┌────────
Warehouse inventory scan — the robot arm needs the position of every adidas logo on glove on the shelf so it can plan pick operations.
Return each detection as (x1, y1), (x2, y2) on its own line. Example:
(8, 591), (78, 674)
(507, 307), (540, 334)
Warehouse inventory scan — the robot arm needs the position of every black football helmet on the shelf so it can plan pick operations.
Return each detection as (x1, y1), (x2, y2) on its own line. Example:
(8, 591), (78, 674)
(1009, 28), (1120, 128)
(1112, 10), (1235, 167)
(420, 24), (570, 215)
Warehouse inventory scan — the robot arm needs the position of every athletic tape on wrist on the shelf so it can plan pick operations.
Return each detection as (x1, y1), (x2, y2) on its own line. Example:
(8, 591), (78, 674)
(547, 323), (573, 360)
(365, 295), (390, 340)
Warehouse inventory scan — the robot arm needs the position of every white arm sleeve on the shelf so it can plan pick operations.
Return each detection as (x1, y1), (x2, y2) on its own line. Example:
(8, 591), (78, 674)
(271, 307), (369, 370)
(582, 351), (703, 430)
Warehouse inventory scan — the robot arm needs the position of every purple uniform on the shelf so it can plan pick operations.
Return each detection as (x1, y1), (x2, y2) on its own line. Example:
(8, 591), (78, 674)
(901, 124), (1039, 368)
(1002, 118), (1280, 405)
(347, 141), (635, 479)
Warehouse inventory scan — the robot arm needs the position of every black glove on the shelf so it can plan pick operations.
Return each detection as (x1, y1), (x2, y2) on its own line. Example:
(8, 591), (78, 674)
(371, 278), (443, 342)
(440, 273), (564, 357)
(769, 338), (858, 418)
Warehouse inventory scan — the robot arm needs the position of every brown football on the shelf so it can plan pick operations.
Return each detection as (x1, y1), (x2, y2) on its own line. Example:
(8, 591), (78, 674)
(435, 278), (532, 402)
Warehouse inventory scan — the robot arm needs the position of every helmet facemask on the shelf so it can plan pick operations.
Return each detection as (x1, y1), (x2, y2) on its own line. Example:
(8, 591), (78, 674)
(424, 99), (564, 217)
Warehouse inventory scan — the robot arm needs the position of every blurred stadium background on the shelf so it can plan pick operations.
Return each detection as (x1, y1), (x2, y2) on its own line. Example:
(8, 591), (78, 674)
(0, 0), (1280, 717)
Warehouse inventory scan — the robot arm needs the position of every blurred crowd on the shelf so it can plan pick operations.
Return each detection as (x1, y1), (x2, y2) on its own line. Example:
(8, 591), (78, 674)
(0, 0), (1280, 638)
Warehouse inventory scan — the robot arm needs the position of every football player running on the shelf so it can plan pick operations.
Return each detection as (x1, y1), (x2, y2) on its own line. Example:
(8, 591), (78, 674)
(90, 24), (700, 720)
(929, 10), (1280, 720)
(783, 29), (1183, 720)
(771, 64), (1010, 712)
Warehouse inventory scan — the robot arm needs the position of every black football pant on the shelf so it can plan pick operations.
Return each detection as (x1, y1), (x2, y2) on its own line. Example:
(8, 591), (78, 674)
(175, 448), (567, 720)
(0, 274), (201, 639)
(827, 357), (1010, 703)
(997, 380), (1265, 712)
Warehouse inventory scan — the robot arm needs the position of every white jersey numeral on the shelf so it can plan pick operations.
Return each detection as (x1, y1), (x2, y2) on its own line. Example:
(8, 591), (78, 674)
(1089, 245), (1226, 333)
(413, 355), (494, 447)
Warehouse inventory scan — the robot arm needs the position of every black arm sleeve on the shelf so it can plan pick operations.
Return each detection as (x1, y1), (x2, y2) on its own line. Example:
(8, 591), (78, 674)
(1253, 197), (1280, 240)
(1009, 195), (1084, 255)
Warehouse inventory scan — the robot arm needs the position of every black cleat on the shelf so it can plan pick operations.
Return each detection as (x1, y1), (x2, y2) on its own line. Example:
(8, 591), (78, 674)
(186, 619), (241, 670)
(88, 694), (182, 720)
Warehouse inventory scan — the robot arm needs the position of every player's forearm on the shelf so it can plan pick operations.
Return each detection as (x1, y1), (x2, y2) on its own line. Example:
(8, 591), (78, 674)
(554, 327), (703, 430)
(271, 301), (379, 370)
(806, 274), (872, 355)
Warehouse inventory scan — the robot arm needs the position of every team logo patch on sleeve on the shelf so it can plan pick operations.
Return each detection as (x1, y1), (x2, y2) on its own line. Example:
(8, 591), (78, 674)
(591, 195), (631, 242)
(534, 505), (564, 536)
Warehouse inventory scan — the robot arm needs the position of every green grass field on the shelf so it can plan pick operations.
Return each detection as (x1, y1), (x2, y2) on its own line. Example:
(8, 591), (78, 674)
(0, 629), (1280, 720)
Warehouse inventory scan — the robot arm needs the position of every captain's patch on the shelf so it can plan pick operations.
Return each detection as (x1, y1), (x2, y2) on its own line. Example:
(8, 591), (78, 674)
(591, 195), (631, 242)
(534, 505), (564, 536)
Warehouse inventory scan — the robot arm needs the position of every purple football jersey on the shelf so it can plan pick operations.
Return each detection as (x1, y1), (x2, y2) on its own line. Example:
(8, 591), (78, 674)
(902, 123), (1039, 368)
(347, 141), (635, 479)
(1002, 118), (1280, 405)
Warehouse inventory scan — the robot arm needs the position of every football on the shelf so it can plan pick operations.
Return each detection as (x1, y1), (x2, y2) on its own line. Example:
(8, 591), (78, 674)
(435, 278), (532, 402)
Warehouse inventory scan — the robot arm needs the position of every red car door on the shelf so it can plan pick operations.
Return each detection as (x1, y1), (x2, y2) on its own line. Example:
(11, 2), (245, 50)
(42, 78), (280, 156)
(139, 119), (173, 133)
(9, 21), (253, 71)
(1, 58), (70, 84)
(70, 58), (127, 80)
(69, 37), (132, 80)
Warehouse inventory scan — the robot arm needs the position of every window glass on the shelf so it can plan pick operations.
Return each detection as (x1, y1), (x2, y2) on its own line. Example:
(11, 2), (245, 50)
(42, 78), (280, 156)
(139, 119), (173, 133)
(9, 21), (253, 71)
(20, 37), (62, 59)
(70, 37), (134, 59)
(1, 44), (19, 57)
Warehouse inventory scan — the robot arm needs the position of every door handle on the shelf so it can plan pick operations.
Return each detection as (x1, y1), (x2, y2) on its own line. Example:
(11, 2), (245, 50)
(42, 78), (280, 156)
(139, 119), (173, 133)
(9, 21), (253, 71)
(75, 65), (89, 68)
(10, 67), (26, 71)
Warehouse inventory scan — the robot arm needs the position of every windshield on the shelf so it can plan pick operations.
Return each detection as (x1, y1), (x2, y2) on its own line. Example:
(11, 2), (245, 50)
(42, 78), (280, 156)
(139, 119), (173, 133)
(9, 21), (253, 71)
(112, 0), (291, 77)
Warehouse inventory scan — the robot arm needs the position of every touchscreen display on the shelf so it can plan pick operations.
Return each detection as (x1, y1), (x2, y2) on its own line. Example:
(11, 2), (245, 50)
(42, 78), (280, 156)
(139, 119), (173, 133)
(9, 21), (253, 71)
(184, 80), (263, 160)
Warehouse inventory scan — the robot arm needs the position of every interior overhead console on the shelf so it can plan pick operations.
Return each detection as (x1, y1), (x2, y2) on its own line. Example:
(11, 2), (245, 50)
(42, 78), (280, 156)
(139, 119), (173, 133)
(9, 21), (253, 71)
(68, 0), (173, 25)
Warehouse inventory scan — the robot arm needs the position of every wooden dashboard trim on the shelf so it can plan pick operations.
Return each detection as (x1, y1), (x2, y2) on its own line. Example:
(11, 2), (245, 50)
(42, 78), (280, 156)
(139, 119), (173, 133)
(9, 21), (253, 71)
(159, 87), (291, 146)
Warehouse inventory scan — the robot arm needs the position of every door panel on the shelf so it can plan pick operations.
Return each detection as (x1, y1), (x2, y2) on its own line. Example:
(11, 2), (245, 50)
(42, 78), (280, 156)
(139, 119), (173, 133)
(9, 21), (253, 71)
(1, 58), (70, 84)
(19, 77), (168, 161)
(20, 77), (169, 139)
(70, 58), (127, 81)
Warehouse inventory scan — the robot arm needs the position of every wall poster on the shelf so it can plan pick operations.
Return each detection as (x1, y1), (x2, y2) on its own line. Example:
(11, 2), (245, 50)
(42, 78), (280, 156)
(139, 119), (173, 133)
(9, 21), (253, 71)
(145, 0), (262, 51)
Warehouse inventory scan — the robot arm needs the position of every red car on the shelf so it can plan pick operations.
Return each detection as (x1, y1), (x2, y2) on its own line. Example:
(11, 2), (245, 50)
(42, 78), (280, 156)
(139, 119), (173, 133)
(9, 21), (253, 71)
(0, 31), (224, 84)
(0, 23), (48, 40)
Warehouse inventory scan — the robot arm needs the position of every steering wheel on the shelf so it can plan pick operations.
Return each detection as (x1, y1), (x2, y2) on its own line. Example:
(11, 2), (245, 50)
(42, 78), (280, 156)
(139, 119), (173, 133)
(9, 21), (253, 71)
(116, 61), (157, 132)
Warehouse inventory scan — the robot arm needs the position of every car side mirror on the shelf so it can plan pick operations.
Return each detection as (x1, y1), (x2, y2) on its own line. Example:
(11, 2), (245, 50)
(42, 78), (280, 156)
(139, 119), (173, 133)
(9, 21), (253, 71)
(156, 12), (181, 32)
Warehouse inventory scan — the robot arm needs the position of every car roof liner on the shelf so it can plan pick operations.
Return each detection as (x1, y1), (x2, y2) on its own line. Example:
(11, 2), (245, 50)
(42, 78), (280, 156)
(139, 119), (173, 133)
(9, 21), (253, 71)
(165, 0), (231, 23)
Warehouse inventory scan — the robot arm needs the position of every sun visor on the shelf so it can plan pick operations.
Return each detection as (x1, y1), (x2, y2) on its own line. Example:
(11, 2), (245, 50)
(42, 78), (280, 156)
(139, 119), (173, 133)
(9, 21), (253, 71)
└────────
» **What you are asked to do**
Please reproduce the data above word for word, from its first line through the line that contains "(365, 295), (390, 340)", both ends included.

» **Complete output**
Warehouse inventory scan — the robot arm needs the position of every adidas logo on glove on the shelf so it can plan pick operations.
Return each detection as (x1, y1), (x2, y2) on its own line. Example:
(8, 591), (78, 674)
(507, 307), (540, 334)
Warehouse inventory scan — the robot arm needs the position of every black football helmet on the shelf so it can plan pick operations.
Return each detection as (x1, y1), (x2, y2) on its own line. Example:
(8, 591), (78, 674)
(1009, 28), (1120, 128)
(1112, 10), (1235, 167)
(420, 24), (570, 215)
Warehouse inventory scan — the robot arm needs the position of every athletic tape on wrist on the shelf so it can plan pick operations.
Return each detection as (x1, y1), (x2, y2) on its own line. Example:
(8, 591), (78, 674)
(547, 323), (573, 360)
(365, 295), (390, 340)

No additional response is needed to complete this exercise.